▶ [TASKS TO CARRY OUT]:
1: In the article about the injured Anguillian cricketer, at which hospital did he spend three months in Barbados?
2: Extend the article about the injured Anguillian cricketer, beginning after its final sentence.

▶ [PROVIDED TEXT]:
_ _ _ _ _ _ _

An Anguillian cricketer, currently handicapped by an injury to his spine, is grateful to many people and organisations for having risen to his assistance and says he is making good progress.



Clarence Fleming-Rogers at the pondfill
Clarence Fleming-Rogers at the pondfill
“Where there’s life, there’s hope,” said 35-year-old Clarence Fleming-Rogers, otherwise known as “Tocho” of “Blackie.” He was at the time sitting in his wheel chair, surrounded by a number of village friends, at a wind ball practice session on the Pond Fill at Island Harbour this week.

His interest in wind ball cricket is understandable. He represented Anguilla for a number of years as a member of the Leeward Islands Cricket Team and played in a number of islands. He served as a coach for the Island’s Wind Ball Team and was Coach of the Island Harbour Razor Massive male and female Teams.

The positive thinking sportsman, whose injury has affected feeling and movement from the hip area down, says that for him life must go on. He has received treatment abroad and is hoping that one day he will recover.

He recounted how he came by his injury, in June last year, while returning to Island Harbour from a function. “The driver was driving pretty fast. I told him to slow down about three times,” he recalled. “He didn’t slow down so I lay down in the back seat because I knew that something was going to happen. I felt when the car was sliding around the corner [at the George Hill Roundabout] and slammed into a pickup that was parked. My legs went dead when the car hit.”

Fleming does not have any ill feelings toward his first cousin, Rolando Webster, who was the driver of the car. He only thinks he should have slowed down when he requested him to do so “because,” in his words, “you don’t run risks with other people’s lives in a vehicle.”
The injured cricketer was taken out of the car by some persons whom he did not know and was taken to the Princess Alexandra Hospital. He said he was told that his spine might have been further injured by the way he was removed from the vehicle.

He was flown to Barbados where he spent three months at the Queen Elizabeth Hospital and underwent an operation. From there he went on to England at Stoke Mandeville Hospital, in Aylesbury, where he had three months of therapy and was told that the operation he had in Barbados had been done “pretty well.”

_ _ _ _ _ _ _

[Region pointing data]
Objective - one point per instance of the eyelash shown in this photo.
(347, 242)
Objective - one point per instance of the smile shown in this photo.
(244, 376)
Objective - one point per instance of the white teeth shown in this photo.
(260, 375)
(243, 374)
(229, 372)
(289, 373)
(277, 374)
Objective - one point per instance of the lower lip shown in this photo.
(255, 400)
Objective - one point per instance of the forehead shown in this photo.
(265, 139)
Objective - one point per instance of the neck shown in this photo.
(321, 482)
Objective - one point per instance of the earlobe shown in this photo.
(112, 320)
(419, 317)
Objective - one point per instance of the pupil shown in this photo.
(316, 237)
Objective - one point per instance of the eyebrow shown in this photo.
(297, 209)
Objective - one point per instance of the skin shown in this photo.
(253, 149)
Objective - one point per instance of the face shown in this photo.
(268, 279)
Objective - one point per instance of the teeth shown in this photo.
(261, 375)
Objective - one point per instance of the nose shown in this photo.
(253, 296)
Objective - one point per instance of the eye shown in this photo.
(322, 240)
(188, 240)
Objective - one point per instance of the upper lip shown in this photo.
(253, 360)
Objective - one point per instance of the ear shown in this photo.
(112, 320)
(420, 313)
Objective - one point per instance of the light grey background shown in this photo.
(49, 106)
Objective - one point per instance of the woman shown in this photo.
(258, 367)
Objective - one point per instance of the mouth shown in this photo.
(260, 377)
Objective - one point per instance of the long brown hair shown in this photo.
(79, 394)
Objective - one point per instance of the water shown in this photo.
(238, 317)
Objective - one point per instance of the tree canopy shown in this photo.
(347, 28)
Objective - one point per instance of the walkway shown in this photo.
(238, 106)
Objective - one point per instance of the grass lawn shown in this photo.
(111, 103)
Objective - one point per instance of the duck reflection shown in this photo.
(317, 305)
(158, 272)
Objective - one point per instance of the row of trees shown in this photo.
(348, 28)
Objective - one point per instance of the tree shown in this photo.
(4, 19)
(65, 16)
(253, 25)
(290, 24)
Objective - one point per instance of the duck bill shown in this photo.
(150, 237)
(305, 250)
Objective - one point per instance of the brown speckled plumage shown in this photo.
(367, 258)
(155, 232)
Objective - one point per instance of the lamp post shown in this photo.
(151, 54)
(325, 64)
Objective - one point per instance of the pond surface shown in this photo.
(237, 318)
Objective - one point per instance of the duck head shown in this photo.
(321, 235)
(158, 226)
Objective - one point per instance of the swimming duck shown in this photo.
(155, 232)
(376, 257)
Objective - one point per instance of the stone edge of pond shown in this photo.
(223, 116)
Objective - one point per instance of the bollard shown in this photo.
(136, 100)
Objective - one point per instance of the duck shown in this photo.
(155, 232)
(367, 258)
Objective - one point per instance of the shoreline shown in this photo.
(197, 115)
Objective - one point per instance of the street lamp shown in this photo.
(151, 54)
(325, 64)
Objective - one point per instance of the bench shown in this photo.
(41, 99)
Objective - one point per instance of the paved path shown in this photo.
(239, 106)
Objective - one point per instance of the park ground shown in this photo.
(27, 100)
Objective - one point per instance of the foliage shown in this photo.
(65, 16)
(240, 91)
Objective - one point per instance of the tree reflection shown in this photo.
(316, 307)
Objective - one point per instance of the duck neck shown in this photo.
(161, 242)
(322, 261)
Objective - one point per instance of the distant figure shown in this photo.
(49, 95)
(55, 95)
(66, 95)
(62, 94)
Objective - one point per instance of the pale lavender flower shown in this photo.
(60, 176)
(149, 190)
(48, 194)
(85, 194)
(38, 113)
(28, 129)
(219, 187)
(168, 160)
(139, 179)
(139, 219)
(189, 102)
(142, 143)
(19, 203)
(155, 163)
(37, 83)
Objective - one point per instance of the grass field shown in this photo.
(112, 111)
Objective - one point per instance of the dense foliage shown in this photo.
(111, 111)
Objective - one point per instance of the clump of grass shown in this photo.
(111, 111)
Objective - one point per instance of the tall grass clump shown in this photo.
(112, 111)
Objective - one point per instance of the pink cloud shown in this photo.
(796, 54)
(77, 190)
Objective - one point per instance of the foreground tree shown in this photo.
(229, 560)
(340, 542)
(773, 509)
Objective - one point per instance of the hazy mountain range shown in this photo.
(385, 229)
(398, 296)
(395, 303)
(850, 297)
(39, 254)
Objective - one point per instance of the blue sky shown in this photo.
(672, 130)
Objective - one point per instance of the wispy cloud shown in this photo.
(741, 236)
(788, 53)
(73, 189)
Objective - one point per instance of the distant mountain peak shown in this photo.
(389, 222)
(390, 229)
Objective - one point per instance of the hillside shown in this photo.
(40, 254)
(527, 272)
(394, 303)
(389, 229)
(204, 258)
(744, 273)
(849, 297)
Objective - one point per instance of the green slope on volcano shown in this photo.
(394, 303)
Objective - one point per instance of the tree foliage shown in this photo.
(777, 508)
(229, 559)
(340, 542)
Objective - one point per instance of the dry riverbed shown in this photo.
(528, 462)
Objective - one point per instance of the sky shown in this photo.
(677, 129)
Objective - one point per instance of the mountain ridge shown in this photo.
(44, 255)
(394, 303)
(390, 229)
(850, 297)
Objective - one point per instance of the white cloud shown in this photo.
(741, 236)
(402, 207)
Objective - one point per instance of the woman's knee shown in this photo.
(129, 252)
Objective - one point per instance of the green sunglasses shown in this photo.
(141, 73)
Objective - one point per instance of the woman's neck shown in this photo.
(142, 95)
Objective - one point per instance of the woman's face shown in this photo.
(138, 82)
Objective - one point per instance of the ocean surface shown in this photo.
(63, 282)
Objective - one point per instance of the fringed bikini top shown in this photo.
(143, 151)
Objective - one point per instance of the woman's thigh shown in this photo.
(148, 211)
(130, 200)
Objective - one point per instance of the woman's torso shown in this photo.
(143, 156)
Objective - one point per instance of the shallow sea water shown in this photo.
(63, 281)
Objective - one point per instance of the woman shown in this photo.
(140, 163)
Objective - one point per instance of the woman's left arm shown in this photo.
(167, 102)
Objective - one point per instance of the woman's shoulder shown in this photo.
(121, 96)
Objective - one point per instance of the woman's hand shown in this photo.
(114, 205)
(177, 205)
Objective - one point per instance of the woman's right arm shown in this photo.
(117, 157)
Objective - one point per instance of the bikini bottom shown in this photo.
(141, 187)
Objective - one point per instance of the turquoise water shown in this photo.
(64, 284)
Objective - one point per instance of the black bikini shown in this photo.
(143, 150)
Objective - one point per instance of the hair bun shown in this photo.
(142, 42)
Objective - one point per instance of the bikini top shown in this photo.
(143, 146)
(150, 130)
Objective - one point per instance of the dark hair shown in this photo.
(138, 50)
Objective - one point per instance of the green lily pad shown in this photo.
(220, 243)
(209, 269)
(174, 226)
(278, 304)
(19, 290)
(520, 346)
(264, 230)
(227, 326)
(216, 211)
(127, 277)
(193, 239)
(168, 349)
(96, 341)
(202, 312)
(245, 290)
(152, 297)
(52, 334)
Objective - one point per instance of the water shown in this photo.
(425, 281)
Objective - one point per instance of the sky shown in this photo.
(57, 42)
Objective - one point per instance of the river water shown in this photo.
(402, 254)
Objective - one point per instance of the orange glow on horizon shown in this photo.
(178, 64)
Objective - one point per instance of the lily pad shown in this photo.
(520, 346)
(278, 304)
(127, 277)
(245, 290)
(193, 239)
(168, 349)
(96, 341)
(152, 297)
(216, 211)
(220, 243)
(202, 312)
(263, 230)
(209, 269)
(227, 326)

_ _ _ _ _ _ _

▶ [RESPONSES BY ITEM NUMBER]:
1: The Queen Elizabeth Hospital.

2:
“I am feeling good, I have no pains, thank God for that,” he said, stating that the accident was a rough one for him with three young sons to work for. Apart from his involvement in cricket, he has worked in construction and as a painter.

“I can’t walk, but I hope that one of these days I will get up from this chair,” he said. “In England they said it will take up to a year or two years before I get back the real full feelings down below. They said that eventually things will start happening from there.” He is of the view that there is some improvement in his condition as the feelings “have gone down a bit lower.”

Clarence went on: “I am not taking on anything. It is just that I miss the cricket. Accidents happen, but I think that was a bit on the careless side. It probably could have been avoided. As I said, “I am not worrying because that won’t make things better. Where there’s life, there’s hope. You have to be strong and have faith.”

He added that there was a long list of persons and organisations to thank for their kind assistance to him – so long that the contributors were too many to mention. Those coming to his mind included Trevor Lake, Luke Thomas, the Health Authority, the Ministry and Department of Social Development, those who made pledges and donations and Heartbeat Radio and staff for their fund-raising efforts.